[SHORT EXERCISE] Reproduce the text lines of the following records word for word, leaving out the pictures.

BEGIN SUPPLIED ENTRIES

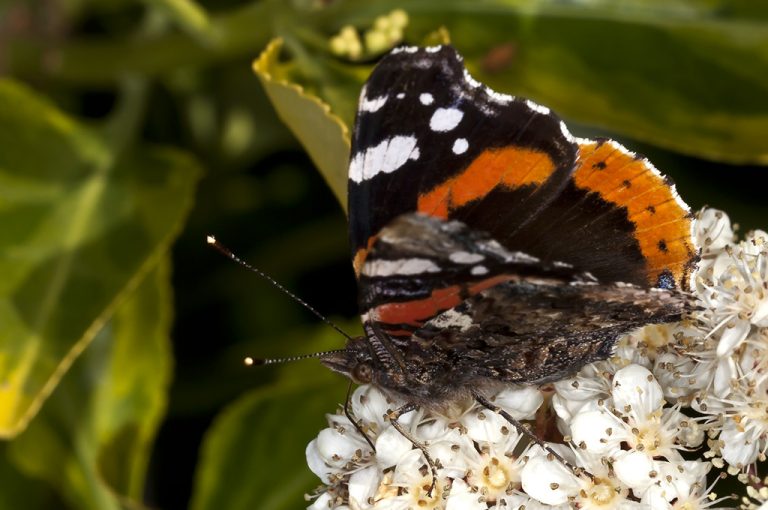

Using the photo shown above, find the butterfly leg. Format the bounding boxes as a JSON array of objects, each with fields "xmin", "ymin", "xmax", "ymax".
[
  {"xmin": 344, "ymin": 381, "xmax": 376, "ymax": 453},
  {"xmin": 472, "ymin": 391, "xmax": 595, "ymax": 480},
  {"xmin": 387, "ymin": 403, "xmax": 437, "ymax": 497}
]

END SUPPLIED ENTRIES

[SOLVED EXERCISE]
Using the photo shown above, find the butterfly leg. Format the bounding boxes as a JSON array of objects, each with fields "xmin", "ymin", "xmax", "ymax".
[
  {"xmin": 344, "ymin": 381, "xmax": 376, "ymax": 453},
  {"xmin": 472, "ymin": 391, "xmax": 595, "ymax": 480},
  {"xmin": 387, "ymin": 403, "xmax": 437, "ymax": 497}
]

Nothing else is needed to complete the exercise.